Task objective:
An exact copy of the listing below is needed, with no pictures in it.

Data:
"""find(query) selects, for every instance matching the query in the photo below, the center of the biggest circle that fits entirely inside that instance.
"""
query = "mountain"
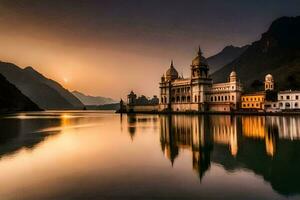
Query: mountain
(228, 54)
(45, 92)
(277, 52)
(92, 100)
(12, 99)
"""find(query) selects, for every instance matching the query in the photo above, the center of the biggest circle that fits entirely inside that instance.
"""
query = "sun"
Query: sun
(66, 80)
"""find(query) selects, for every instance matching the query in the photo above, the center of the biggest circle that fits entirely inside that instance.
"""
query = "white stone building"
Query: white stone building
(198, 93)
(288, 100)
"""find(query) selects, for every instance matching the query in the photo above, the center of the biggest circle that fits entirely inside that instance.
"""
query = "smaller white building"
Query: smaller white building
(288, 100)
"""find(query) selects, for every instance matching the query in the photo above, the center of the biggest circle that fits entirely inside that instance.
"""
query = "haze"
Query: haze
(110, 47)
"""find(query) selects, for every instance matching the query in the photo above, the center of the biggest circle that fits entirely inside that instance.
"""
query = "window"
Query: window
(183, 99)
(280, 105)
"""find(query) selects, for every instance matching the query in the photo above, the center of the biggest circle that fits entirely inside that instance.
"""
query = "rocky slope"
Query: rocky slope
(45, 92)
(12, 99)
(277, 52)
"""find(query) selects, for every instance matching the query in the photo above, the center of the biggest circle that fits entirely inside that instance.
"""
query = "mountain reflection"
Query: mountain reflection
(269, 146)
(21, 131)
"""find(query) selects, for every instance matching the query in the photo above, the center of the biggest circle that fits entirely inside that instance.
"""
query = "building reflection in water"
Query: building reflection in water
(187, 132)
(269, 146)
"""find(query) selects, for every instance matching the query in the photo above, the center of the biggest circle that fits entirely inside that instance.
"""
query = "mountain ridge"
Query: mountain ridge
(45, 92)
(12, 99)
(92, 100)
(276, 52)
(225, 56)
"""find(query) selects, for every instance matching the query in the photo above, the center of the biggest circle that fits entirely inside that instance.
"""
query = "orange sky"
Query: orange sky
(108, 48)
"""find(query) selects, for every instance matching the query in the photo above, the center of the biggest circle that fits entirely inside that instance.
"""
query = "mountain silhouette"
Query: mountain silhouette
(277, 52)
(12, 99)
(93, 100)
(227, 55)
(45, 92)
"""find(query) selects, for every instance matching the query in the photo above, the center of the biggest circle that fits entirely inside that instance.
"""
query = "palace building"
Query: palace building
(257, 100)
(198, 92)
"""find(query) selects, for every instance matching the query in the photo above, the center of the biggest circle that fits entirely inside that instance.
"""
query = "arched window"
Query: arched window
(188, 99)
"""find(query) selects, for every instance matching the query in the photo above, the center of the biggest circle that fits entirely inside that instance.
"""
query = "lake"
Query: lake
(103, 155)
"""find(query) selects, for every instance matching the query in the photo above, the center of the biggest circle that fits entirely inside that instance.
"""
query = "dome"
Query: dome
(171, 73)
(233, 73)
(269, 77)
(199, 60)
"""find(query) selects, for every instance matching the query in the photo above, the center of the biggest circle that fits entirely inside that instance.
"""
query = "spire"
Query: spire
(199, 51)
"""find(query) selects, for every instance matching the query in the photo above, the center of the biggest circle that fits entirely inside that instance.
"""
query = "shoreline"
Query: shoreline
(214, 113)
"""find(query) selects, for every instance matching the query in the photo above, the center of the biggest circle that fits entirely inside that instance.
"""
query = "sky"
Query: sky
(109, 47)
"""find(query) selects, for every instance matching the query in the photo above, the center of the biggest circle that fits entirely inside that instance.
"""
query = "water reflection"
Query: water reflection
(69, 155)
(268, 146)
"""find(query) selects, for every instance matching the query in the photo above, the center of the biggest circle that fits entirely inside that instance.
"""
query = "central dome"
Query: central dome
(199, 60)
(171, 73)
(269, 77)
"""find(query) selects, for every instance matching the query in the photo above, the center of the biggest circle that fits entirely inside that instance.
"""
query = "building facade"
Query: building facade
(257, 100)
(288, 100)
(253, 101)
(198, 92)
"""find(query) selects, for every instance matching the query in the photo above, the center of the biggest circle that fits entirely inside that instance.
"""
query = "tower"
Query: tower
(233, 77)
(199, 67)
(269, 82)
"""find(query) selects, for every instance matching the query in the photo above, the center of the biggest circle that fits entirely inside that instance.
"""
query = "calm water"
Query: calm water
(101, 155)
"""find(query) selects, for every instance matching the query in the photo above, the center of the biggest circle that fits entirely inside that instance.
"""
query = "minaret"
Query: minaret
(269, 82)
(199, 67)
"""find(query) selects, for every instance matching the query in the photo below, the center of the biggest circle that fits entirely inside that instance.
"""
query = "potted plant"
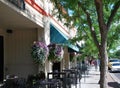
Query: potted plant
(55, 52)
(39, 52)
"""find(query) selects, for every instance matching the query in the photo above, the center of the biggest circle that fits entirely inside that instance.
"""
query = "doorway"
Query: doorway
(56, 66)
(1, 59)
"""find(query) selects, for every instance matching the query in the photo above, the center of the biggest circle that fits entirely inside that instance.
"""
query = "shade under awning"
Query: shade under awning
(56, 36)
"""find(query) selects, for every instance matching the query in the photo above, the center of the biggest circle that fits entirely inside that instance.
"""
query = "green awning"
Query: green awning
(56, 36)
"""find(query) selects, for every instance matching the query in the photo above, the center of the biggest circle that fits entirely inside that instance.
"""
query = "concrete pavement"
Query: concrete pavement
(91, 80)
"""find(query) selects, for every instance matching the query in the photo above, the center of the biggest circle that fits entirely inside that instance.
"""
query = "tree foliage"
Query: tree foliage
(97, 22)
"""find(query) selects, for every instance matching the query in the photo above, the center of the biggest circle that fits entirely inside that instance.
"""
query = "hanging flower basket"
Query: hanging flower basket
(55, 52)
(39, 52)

Finished task:
"""find(query) selects, for every instance matching the query in the photo below, the center of the biggest circle that fits entirely inside that instance.
"""
query = "mountain"
Query: mountain
(228, 54)
(45, 92)
(277, 52)
(92, 100)
(12, 99)
"""find(query) selects, for every instance matching the query in the photo above, the center of the biggest circle that fits entirely inside that instance.
"""
query = "sun"
Query: sun
(66, 80)
"""find(query) selects, for every instance matching the query in the photo above, the center of the biggest circle that fits entirely inside that instance.
"""
query = "white stone building"
Query: white stone building
(198, 93)
(288, 100)
"""find(query) selects, for every instance matching the query in the photo above, the center of the biggest circle that fits entirely inside that instance.
"""
query = "smaller white building"
Query: smaller white building
(288, 100)
"""find(query) selects, for every instance matching the query in the photo above, the center of the biggest circle that fits entirely inside that instance.
"""
query = "haze"
Query: haze
(110, 47)
"""find(query) selects, for every instance matching the query in the photo above, the center of the biggest circle that fits entirely inside that instance.
"""
query = "window"
Query: window
(183, 99)
(280, 105)
"""find(query) selects, for every instance matching the query in the photo above, the center of the biggest circle that fits entirely inside that instance.
"""
query = "rocky slope"
Query: rocky slope
(45, 92)
(12, 99)
(277, 52)
"""find(query) selects, for every instance matching the query in the photo above, the center of the biggest circle that fits entirely inside that instance.
"""
query = "mountain reflection"
Query: mountain reflection
(269, 146)
(21, 131)
"""find(query) selects, for every instance matching the query in the photo above, the center of the biggest circle that fits entirely inside that instance.
"""
query = "building reflection in water"
Query: building reflection in water
(187, 132)
(269, 146)
"""find(query) selects, for every instance matching the query in the photo above, the center of the biggest circle that fits entirely inside that instance.
"""
query = "mountain ridge"
Query: mountain ridge
(45, 92)
(12, 99)
(92, 100)
(276, 52)
(225, 56)
"""find(query) selects, for every instance matching the query in the photo above, the center of the biggest circle that fits entirely inside that instance.
"""
query = "orange sky"
Query: orange sky
(108, 48)
"""find(query) selects, for every instance matching the query in the photo above, the center of the biggest circle that fits entirely inside that instance.
"""
query = "mountain silhouette"
Query: mountain silhouette
(277, 52)
(12, 99)
(93, 100)
(227, 55)
(45, 92)
"""find(query) selects, for every instance matching the query in the photo above, the center of the biggest circle that fits entirely inside that instance.
"""
query = "palace building"
Query: palace building
(257, 100)
(198, 92)
"""find(query) selects, for every instance matching the query in the photo above, the center of the biggest circle that fits entirely inside that instance.
"""
query = "arched window"
Query: arched window
(188, 99)
"""find(query) selects, for every instance matching the query in the photo above, the center of the biggest circle that fits entirely inside that instance.
"""
query = "lake"
Query: lake
(103, 155)
"""find(query) selects, for every instance matching the query in the photo above, the center of the biggest circle that fits entirely inside that instance.
"""
query = "dome"
Query: dome
(171, 73)
(233, 73)
(269, 77)
(199, 60)
"""find(query) selects, for every instance matching the query in the photo above, the center of the biggest circle that fits entirely inside that instance.
"""
query = "spire"
Query: spire
(199, 51)
"""find(query) selects, for every instance matching the query in the photo above, the center of the biggest circle that fits entirely inside that instance.
"""
query = "shoreline"
Query: shoreline
(214, 113)
"""find(query) selects, for every instance matching the query in the photo above, the center of the biggest circle that fits entirely inside that instance.
"""
query = "sky"
Query: sky
(109, 47)
"""find(query) selects, for every instance matching the query in the photo above, the center of the biggest circle that fits entirely inside that instance.
"""
query = "water reflection"
Query: water reflection
(69, 155)
(268, 146)
"""find(query) selects, for every instance matching the query in the photo above, the center of the biggest circle that fits entirely inside that instance.
"""
query = "central dome"
Query: central dome
(199, 60)
(171, 73)
(269, 77)
"""find(query) selects, for every instance matching the query in the photo above, the center of the biggest circle that fits entirely inside that instance.
"""
query = "building facade"
Query: building facade
(257, 100)
(288, 100)
(253, 101)
(198, 92)
"""find(query) selects, for every instance matching the query in the photo above, the center of the biggest circle that fits entirely inside that instance.
"""
query = "tower"
Query: tower
(233, 77)
(199, 67)
(269, 82)
"""find(query) selects, for every instance matching the query in the photo above, the center of the biggest circle that fits entirely inside that instance.
"""
query = "calm water"
Query: calm water
(101, 155)
"""find(query) selects, for every instance matching the query in the photo above, the center of the biggest circle that fits entirely inside that instance.
"""
query = "minaret"
Query: minaret
(269, 82)
(199, 67)
"""find(query) selects, for every instance matching the query in the photo below, the center of the biggest circle that fits entirely inside that instance.
"""
query = "potted plant"
Query: potted plant
(55, 52)
(39, 52)
"""find(query) selects, for every instance matching the query in the photo above, the center of the biggest circle that fits entirely inside that instance.
"""
query = "doorway"
Query: doorway
(56, 66)
(1, 59)
"""find(query) selects, for every instance matching the query in the photo above, the center of the biggest circle that fits entirely inside that instance.
"""
query = "shade under awning"
Query: shade under awning
(56, 36)
"""find(query) selects, for every instance matching the query in the photo above, the center of the biggest circle that fits entirely inside that instance.
"""
query = "green awning"
Query: green awning
(56, 36)
"""find(query) selects, for every instance matching the query in the photo above, the center of the biggest circle that fits entirely inside that instance.
"""
query = "concrete pavement"
Query: concrete pavement
(91, 80)
"""find(query) selects, for every instance matching the query in the photo above, the center of the biggest circle that fits entirely inside that instance.
"""
query = "tree foliage"
Query: tree foliage
(97, 22)
"""find(query) selects, for every instance matching the query in the photo above, the center of the biggest circle that fits entirely inside that instance.
"""
query = "hanging flower basket"
Query: hanging flower basket
(55, 52)
(39, 52)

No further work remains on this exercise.